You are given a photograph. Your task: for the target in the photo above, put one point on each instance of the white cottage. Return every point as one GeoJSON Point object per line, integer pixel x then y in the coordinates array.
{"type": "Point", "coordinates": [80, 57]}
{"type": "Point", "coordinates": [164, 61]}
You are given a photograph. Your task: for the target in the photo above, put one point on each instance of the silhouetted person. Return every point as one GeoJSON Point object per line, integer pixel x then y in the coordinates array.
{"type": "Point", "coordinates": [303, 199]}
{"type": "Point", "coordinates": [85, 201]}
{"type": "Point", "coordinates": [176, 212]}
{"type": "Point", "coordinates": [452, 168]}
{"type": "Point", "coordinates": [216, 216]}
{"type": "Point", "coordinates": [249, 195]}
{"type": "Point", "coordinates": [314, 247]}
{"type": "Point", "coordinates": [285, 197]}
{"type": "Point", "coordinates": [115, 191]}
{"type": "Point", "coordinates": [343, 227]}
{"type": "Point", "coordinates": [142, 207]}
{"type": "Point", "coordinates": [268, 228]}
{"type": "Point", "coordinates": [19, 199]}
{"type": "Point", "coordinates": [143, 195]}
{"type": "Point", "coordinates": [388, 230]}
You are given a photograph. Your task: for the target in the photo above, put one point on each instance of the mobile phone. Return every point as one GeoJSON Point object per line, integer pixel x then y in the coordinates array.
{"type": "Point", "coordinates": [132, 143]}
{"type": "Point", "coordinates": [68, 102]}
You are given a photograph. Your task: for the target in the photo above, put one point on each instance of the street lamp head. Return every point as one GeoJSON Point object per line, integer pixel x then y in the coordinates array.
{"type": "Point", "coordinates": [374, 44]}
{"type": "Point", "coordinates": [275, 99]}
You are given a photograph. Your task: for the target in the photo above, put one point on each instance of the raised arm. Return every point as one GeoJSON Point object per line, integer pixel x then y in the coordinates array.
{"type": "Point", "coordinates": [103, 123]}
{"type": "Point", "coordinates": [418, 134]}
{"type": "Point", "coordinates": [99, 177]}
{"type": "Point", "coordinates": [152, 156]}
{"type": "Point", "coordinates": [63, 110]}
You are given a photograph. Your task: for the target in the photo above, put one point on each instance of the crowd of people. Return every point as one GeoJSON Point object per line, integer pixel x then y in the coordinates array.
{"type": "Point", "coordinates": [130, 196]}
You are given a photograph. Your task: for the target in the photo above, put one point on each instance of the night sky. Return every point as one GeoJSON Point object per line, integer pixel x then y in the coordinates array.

= Job =
In the listing above, find the line containing "of the crowd" and please quote exactly that line through the last one, and no other lines.

= Exercise response =
You are given a photograph. Your task: for the target in the photo above, put one point on each instance of the crowd of people. Return every point as one GeoJSON Point object per line, integer pixel x then y in the coordinates array.
{"type": "Point", "coordinates": [130, 196]}
You are given a photograph. Your task: for the target in the photo above, put one point on each instance of the night sky. Return every point as one GeoJSON Point object per line, integer pixel x then y in the coordinates array.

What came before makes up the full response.